%%

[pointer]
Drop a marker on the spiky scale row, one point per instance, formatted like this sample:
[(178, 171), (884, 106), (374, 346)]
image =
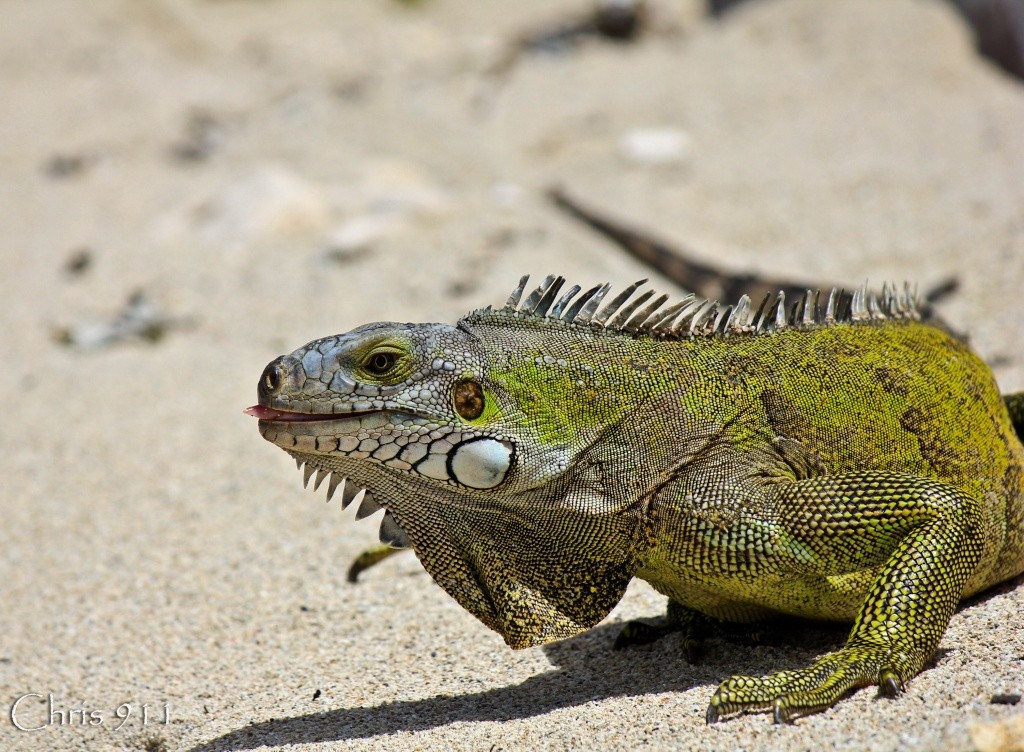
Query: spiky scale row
[(693, 316), (390, 532)]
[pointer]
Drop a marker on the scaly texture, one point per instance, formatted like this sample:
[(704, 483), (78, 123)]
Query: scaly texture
[(837, 459)]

%%

◆ **Problem to solve**
Please render every line of the entries above as a numbered list, skipping blank lines and omitting the pictures.

◆ **Full solution**
1. [pointer]
2. Drop a marker on the spiky scale row, one point per instance, formatted like this sample:
3. [(178, 171), (884, 106), (374, 346)]
4. image =
5. Query: spiky scale row
6. [(693, 316), (390, 532)]
7. [pointer]
8. Drop a marker on the scaly texture, one point per instance, formatted like this sample:
9. [(704, 483), (78, 123)]
10. Query: scaly texture
11. [(837, 459)]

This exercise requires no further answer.